**Supplied records:**
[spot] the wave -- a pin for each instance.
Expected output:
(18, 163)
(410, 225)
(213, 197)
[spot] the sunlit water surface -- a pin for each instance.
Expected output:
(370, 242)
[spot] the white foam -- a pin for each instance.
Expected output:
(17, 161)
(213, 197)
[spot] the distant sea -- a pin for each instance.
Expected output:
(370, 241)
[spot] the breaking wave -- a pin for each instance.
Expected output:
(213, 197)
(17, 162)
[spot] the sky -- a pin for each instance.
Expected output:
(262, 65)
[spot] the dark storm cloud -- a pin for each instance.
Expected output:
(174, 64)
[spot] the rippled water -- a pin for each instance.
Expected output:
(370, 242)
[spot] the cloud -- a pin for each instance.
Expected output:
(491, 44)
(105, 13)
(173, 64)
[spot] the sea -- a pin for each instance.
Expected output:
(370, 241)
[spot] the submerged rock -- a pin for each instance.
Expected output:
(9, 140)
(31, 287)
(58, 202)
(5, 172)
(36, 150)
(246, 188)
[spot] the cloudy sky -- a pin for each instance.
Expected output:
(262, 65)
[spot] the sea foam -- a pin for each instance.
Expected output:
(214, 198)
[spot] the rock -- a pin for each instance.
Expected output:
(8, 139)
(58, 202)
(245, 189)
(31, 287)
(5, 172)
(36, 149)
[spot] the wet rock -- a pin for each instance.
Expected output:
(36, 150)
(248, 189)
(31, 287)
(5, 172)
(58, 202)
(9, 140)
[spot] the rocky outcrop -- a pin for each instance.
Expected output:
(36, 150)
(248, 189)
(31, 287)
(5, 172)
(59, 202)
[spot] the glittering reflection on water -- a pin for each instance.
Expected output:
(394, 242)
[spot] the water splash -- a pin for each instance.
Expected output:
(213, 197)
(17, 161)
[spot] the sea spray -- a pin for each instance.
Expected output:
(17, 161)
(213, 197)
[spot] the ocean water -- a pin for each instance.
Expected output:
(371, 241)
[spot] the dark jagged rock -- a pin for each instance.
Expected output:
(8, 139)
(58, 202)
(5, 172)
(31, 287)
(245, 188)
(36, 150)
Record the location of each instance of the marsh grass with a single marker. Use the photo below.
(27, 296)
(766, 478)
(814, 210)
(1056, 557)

**Task to complete:**
Reproduce the whole of the records exactly, so that no line differs from the source above.

**Reply:**
[spot] the wave -- a pin for each instance.
Expected output:
(18, 163)
(410, 225)
(213, 197)
[spot] the sunlit water surface -- a pin for each instance.
Expected output:
(370, 242)
[spot] the white foam -- a pin for each instance.
Expected output:
(17, 161)
(213, 197)
[spot] the distant sea -- a pin for each instance.
Expected output:
(370, 241)
[spot] the breaking wave -- a pin for each instance.
Expected output:
(213, 197)
(17, 162)
[spot] the sky -- a pin for each instance.
Expected output:
(262, 65)
[spot] the dark storm cloud -- a pin for each instance.
Expected output:
(174, 64)
[spot] the rippled water -- a pin for each instance.
Expected output:
(370, 242)
[spot] the cloud -- a pin for each instance.
Expected output:
(491, 44)
(105, 13)
(173, 64)
[spot] the sea -- a pin for each instance.
Expected output:
(370, 241)
[spot] the submerged rock -- a pin for each instance.
Expected output:
(9, 140)
(31, 287)
(58, 202)
(5, 172)
(36, 150)
(246, 188)
[spot] the cloudy sky -- a pin for each instance.
Expected output:
(262, 65)
[spot] the sea foam -- a pin for each instance.
Expected output:
(214, 198)
[spot] the rock -- a pin for each instance.
Expected output:
(8, 139)
(58, 202)
(245, 189)
(31, 287)
(5, 172)
(36, 149)
[spot] the wet rock -- a pin for each instance.
Expected output:
(36, 150)
(248, 189)
(31, 287)
(5, 172)
(58, 202)
(9, 140)
[spot] the rocky outcrop -- a pin for each instance.
Expected output:
(36, 150)
(248, 189)
(31, 287)
(5, 172)
(59, 202)
[spot] the glittering reflection on water -- a pin for each instance.
Expected output:
(394, 242)
[spot] the water splash -- a pin for each instance.
Expected output:
(213, 197)
(17, 161)
[spot] the sea spray -- a pin for each instance.
Expected output:
(17, 161)
(213, 197)
[spot] the ocean water -- a pin for each instance.
Expected output:
(371, 241)
[spot] the dark jagged rock -- a pin for each instance.
Expected output:
(8, 139)
(58, 202)
(5, 172)
(31, 287)
(245, 188)
(36, 150)
Record the location of each instance of the marsh grass with a single marker. Use the photo below.
(27, 296)
(766, 478)
(814, 210)
(1056, 557)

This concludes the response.